TEXT SHOWN -
___

542 U.S. 296, 124 S.Ct. 2531, 159 L.Ed.2d 403 (2004).
Specifically, the problem was that the sentencing judge added 3 years of suspended imprisonment to the 7-year presumptive term that applied to Haag's robbery conviction based on an aggravating factor that was proved to the judge by clear and convincing evidence, rather than being proved to a jury beyond a reasonable doubt. When the case returned to the superior court, the parties stipulated that Haag should receive the unadjusted 7-year presumptive term, thus mooting any controversy respecting the aggravating factor. With this alteration in his robbery sentence, Haag's composite sentence for his three offenses is now 8½ years to serve, with an additional 1 year suspended.
Haag, 117 P.3d at 781-82.
Id. at 782.
We now turn to the issue that we left undecided in our first decision: whether Haag's composite sentence for these three crimes is excessive. When we review a composite sentence imposed for two or more criminal convictions, we assess whether the combined sentence is clearly mistaken, given the whole of the defendant's conduct and history.

___

RECORDS SHOWN -
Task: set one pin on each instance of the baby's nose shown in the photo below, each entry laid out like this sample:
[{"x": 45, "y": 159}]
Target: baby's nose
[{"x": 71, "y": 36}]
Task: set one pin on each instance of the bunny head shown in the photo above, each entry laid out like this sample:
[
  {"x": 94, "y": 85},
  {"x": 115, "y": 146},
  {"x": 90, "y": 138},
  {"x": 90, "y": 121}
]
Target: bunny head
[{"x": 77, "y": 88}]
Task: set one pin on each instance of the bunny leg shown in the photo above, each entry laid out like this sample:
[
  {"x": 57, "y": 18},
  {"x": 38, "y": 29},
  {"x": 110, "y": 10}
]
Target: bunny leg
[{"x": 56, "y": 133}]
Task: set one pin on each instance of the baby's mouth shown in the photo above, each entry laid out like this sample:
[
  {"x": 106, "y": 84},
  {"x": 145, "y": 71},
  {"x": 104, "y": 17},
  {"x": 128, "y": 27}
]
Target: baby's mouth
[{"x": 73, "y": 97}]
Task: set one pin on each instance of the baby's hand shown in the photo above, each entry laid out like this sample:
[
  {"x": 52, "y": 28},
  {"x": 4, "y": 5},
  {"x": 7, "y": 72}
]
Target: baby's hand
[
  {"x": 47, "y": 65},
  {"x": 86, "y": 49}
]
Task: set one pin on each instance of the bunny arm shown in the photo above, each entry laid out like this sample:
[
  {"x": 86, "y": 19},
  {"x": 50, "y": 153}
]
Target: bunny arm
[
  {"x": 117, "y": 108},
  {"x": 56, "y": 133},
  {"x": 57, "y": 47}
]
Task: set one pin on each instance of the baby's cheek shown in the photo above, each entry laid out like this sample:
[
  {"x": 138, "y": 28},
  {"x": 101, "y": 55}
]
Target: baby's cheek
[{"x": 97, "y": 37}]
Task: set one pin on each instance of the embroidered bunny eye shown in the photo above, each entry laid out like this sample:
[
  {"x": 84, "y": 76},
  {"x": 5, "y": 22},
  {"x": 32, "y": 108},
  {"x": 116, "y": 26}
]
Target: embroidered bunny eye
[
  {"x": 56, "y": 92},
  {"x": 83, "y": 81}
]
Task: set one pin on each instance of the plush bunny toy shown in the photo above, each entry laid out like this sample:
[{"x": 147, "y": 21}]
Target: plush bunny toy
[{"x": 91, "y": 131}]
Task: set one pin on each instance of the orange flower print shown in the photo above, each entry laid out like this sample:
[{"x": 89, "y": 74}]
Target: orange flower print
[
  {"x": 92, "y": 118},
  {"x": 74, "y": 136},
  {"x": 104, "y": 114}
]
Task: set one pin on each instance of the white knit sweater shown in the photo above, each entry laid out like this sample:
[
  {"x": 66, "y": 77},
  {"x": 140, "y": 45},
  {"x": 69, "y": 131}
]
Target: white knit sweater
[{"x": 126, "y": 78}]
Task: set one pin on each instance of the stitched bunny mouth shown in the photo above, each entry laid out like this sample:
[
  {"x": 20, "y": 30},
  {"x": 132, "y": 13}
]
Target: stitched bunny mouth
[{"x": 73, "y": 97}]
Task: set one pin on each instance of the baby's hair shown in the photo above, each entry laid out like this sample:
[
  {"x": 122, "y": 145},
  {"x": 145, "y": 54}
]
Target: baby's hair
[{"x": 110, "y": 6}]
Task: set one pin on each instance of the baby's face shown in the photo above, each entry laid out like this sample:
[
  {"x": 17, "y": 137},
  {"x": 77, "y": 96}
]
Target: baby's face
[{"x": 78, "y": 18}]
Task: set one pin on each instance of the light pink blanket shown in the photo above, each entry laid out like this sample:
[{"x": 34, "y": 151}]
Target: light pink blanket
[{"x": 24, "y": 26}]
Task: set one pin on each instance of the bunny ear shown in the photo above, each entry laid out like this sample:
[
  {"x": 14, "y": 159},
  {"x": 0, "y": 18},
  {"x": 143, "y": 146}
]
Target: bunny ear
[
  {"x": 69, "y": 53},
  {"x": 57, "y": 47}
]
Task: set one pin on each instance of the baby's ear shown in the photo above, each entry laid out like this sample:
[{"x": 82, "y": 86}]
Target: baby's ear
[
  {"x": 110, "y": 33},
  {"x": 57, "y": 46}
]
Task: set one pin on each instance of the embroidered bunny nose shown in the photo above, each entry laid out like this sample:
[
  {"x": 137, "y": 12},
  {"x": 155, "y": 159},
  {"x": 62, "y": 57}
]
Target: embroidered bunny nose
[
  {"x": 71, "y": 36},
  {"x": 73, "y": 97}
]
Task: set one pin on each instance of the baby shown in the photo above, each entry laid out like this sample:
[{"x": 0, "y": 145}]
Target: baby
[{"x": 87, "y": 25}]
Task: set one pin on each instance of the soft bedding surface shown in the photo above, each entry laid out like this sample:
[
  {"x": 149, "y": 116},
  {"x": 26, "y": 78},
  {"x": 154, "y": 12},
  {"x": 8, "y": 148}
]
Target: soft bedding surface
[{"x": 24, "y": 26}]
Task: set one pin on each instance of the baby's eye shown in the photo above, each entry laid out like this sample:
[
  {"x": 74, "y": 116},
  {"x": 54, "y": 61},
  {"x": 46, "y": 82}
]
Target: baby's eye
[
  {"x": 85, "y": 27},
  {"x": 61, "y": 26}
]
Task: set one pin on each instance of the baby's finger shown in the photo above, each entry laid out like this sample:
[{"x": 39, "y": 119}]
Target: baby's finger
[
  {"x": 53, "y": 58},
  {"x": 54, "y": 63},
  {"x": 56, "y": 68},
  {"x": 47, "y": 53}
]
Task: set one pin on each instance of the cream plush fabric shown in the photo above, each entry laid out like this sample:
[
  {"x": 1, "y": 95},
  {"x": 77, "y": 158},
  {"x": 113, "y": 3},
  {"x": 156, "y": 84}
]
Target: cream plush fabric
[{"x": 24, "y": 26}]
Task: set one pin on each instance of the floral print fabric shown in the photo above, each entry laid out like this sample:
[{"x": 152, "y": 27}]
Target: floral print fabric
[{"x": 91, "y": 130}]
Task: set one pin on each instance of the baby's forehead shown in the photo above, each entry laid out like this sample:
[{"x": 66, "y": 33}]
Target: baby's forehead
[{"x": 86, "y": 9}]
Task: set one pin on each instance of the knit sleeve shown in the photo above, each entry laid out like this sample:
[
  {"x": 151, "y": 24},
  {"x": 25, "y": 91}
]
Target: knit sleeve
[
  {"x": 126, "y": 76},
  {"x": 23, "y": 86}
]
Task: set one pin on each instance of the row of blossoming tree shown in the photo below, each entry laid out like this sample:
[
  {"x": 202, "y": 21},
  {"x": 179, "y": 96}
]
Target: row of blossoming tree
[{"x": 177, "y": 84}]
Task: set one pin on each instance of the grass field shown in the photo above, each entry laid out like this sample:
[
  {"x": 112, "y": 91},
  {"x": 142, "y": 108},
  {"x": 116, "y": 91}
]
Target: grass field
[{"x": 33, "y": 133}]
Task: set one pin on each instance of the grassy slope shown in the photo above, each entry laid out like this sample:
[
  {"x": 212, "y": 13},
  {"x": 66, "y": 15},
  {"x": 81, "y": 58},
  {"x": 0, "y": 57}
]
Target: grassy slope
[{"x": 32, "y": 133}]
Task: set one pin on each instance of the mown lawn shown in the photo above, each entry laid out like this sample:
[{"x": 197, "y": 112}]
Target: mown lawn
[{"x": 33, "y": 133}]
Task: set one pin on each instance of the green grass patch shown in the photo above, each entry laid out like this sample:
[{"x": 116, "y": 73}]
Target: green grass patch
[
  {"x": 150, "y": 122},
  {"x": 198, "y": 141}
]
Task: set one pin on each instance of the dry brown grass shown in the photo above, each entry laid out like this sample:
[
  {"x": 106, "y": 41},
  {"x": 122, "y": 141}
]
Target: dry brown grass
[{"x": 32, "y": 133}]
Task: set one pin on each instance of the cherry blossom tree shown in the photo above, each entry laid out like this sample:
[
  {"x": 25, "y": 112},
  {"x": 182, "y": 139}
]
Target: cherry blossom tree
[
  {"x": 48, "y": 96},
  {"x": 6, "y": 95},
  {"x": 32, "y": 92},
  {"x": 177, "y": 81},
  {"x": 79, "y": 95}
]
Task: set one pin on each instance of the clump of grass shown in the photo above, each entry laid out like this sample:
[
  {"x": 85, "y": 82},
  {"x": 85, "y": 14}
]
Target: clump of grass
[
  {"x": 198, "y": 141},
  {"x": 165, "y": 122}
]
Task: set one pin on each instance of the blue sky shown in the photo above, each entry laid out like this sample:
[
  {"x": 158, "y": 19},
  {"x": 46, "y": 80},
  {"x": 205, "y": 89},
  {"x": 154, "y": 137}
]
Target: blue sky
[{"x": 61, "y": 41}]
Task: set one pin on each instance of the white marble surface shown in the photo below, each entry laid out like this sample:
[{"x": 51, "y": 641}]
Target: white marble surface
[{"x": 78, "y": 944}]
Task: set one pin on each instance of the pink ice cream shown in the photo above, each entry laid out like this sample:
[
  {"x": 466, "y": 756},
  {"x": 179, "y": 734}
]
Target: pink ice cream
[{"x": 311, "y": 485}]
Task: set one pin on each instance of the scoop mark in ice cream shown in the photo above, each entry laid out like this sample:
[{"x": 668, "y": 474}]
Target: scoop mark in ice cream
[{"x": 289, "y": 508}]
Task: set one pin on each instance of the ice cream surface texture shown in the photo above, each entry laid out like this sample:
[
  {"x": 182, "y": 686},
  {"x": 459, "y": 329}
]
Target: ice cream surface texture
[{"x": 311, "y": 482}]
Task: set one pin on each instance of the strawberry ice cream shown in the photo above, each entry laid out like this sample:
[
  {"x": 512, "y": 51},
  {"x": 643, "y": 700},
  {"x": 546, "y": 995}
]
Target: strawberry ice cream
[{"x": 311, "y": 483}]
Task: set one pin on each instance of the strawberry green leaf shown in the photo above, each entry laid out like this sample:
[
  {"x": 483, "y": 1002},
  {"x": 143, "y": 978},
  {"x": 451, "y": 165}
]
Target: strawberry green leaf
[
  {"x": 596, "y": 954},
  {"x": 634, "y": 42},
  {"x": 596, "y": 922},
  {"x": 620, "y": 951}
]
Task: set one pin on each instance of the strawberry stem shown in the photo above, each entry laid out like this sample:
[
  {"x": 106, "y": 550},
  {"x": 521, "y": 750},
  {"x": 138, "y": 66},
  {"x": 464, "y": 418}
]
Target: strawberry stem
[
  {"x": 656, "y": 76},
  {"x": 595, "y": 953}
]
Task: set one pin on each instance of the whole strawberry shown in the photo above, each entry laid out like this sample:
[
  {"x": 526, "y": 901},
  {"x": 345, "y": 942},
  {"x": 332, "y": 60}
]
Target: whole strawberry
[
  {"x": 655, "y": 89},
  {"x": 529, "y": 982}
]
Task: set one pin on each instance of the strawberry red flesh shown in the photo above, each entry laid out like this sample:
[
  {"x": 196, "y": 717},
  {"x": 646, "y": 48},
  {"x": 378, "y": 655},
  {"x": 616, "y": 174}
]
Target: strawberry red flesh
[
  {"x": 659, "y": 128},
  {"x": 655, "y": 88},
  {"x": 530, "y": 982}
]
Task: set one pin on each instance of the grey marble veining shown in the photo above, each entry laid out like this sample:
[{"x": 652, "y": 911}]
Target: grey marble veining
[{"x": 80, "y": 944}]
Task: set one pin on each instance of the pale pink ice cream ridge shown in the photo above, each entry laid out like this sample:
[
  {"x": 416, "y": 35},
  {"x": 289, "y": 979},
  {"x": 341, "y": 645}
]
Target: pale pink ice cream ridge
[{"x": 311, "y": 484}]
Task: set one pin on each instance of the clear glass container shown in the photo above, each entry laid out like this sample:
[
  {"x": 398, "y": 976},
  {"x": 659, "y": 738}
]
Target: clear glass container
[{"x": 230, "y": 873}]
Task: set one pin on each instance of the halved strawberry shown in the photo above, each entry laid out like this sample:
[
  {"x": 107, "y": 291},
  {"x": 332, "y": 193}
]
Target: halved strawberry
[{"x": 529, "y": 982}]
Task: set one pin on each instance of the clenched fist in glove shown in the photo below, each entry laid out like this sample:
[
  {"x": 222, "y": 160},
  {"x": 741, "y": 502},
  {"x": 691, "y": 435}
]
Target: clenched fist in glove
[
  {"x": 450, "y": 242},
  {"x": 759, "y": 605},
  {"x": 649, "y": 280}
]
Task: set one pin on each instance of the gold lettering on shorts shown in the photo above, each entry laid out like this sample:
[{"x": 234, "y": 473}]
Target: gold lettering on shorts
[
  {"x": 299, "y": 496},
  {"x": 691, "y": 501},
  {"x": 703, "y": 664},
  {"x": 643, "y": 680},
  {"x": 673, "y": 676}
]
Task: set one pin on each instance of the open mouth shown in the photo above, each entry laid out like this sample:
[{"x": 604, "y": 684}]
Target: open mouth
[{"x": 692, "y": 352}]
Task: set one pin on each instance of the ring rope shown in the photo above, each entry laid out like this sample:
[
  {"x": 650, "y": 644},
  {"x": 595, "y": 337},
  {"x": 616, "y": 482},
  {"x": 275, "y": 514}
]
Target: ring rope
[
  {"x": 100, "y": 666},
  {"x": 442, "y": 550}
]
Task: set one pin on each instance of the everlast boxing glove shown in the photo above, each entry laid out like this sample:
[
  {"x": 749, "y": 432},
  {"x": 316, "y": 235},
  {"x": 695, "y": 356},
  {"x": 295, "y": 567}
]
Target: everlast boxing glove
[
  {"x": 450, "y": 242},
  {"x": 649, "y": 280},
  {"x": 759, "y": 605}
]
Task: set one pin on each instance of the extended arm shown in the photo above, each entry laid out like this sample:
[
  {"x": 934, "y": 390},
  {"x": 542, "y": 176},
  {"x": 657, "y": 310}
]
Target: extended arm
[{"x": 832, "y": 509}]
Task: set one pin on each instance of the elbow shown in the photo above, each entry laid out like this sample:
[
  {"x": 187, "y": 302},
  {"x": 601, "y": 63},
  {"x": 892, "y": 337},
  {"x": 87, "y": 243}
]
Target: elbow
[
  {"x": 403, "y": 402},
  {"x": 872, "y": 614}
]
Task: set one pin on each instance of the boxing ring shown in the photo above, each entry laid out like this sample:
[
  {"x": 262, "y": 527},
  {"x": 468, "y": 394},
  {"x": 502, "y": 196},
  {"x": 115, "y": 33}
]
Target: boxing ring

___

PROBLEMS TO WORK ON -
• 1. Answer these questions using the Haag sentencing text:
(a) How many years of suspended imprisonment did the sentencing judge add to Haag's robbery term?
(b) What is Haag's composite sentence for his three offenses now?
(c) When reviewing a composite sentence, what does the court assess?
• 2. From the Haag sentencing text, extract the passage starting with "Haag, 117 P.3d" and going on through "conduct and history.".

SOLUTIONS TO THE TASKS -
• 1.
(a) 3 years.
(b) 8½ years to serve, with an additional 1 year suspended.
(c) Whether the combined sentence is clearly mistaken, given the whole of the defendant's conduct and history.

• 2.
Haag, 117 P.3d at 781-82.
Id. at 782.
We now turn to the issue that we left undecided in our first decision: whether Haag's composite sentence for these three crimes is excessive. When we review a composite sentence imposed for two or more criminal convictions, we assess whether the combined sentence is clearly mistaken, given the whole of the defendant's conduct and history.